----- Data listing -----

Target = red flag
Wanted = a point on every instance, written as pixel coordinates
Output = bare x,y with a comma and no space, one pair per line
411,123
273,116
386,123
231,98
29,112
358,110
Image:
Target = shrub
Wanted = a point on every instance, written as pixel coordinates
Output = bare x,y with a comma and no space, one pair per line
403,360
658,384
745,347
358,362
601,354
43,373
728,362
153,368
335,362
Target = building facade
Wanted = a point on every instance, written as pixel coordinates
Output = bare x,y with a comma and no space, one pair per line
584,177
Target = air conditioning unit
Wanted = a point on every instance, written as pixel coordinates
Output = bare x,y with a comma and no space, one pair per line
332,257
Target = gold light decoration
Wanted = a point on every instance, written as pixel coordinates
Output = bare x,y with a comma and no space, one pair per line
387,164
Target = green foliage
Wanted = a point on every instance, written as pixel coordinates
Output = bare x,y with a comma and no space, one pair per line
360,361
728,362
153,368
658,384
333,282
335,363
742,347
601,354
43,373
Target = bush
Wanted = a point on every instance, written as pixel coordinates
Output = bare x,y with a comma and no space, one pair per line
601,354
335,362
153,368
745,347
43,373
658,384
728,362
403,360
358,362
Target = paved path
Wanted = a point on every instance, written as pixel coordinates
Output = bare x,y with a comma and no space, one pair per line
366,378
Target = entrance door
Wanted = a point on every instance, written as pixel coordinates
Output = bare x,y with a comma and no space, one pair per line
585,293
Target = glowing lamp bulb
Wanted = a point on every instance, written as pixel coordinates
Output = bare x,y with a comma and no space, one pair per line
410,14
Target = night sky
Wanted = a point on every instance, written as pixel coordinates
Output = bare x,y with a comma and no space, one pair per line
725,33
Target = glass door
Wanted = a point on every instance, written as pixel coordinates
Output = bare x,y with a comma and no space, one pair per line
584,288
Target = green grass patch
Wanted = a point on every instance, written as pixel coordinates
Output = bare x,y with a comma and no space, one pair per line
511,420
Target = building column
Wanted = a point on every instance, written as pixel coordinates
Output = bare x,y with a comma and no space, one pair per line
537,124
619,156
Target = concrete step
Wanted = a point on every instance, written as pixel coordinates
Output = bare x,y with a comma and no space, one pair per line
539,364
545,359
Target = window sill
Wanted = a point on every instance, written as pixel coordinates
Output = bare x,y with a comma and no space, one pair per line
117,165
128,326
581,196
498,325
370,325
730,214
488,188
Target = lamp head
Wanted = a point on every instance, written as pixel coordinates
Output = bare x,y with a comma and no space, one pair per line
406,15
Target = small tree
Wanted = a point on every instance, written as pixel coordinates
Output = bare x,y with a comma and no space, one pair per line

-----

• _Work to do_:
Can you reproduce all of the data above word for word, from the first line to the last?

• _Solution_:
Target = red flag
Wanted = a point on every instance, written as pixel coordinates
Output = bare x,y with a comma and no space, one pair per line
411,123
273,116
386,123
231,98
29,112
358,110
Image:
Target = shrub
Wanted = a point on every instance, written as pixel coordinates
Output = bare x,y with a comma and no space, one pair per line
403,360
658,384
745,347
358,362
601,354
43,373
728,362
153,368
335,362
Target = building facade
Wanted = a point on every instance, written as pixel coordinates
Output = bare x,y with a comma and no space, one pair per line
584,177
Target = air conditioning unit
Wanted = a point on every instance, written as pixel coordinates
Output = bare x,y with a comma and no space, one pair per line
332,257
Target = gold light decoration
Wanted = a point on every instance, written as pixel coordinates
Output = bare x,y with a comma and no space, one pair per line
387,164
Target = green foliage
Wanted = a point on every instance, written as pixel coordinates
Output = bare x,y with a comma and no space, one pair per line
360,361
728,362
153,368
658,384
333,282
335,363
742,347
601,354
43,373
Target = bush
Wanted = a point on every instance, written as pixel coordinates
Output = bare x,y with a comma and no space, one pair per line
601,354
335,362
153,368
745,347
43,373
658,384
728,362
403,360
358,362
Target = paved path
Wanted = a point on every instance, written as pixel coordinates
Output = bare x,y with a comma and no space, one pair per line
366,378
Target = entrance door
Wanted = a point on every instance, written as pixel coordinates
Output = bare x,y with a comma and no space, one pair per line
585,293
Target = glowing lamp bulb
Wanted = a point on every instance, written as pixel coordinates
Output = bare x,y with a comma and no space, one pair per line
410,14
Target = night sky
Wanted = a point on every instance, written as pixel coordinates
Output = bare x,y with a comma and no space, one pair per line
725,33
Target = glass door
Wanted = a point on every instance, written as pixel coordinates
Output = bare x,y with a comma and no space, one pair per line
584,288
Target = green grass patch
Wanted = a point on every instance, written as pixel coordinates
Output = bare x,y with a comma and no space, one pair per line
511,420
Target = building column
Wanted = a point on every instance, written as pixel coordinates
Output = bare x,y with a comma and no space, one pair per line
537,124
619,156
Target = concrete step
Wanted = a point on every instance, written as pixel coordinates
Output = bare x,y with a comma and no space, one pair per line
539,364
545,359
Target = window sill
Wanted = a point on every instance, written as pixel coordinates
Output = bare x,y with a comma and no space, one pair per line
117,165
128,326
581,196
498,325
370,325
730,214
488,188
Target = lamp head
Wanted = a point on every instance, written as pixel coordinates
Output = bare x,y with a comma and no space, one pair per line
406,15
Target = small tree
Wanted = a point on every instance, written as pixel coordinates
Output = bare x,y with a comma and no space, one pair per line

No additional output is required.